**Extracted material:**
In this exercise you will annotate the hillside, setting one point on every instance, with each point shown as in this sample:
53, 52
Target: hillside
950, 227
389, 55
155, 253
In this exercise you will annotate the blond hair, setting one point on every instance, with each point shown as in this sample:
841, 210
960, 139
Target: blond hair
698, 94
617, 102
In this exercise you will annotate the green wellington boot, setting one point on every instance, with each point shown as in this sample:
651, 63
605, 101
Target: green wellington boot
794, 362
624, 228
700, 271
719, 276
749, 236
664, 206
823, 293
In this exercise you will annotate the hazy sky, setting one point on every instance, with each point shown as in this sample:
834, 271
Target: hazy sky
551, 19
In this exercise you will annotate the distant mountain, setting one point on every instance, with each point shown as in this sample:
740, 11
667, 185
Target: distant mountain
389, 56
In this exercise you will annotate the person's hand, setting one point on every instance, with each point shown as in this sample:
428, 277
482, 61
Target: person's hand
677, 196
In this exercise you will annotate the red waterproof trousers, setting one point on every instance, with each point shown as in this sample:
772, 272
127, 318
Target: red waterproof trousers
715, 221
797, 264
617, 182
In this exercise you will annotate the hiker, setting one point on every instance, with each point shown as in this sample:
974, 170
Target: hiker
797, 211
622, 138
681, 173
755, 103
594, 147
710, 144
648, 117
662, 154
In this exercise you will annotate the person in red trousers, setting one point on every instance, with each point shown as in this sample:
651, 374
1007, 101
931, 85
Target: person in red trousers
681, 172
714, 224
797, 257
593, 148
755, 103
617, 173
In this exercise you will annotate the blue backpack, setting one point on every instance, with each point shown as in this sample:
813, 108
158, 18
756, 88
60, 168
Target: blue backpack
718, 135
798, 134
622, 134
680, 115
==
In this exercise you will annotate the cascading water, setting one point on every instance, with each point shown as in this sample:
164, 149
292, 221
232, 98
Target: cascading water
--
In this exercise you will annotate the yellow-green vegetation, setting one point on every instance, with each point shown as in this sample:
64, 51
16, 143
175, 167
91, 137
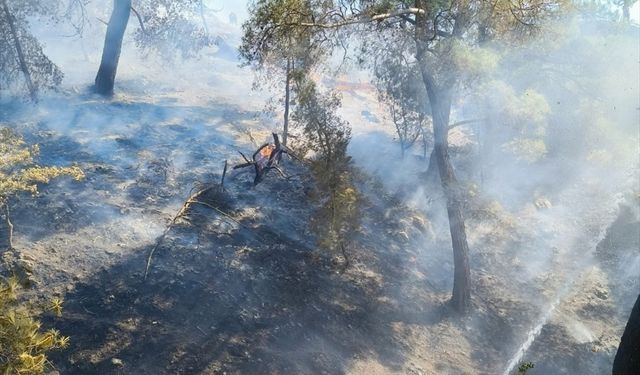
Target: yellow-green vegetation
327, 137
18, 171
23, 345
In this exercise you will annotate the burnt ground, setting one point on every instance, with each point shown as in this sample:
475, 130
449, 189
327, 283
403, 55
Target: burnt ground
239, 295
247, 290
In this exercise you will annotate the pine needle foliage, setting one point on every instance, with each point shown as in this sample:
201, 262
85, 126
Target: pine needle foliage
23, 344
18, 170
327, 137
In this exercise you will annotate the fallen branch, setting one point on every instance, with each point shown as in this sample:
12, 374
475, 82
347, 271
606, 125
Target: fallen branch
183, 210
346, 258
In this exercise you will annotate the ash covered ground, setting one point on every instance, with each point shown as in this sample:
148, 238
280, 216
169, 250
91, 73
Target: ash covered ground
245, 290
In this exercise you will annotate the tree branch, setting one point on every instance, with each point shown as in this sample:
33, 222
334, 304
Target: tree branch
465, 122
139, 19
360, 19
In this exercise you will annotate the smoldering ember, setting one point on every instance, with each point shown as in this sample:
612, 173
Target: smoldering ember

**What this task involves:** Copy the listing above word for word, from the line containing "In this exercise you will annotate the cascading" through the line containing "Target: cascading water", with both of those lines included.

**The response:**
In this exercise you will annotate the cascading water, setting one point on every instance, with each point shown as in this sample:
164, 149
292, 221
232, 98
Target: cascading water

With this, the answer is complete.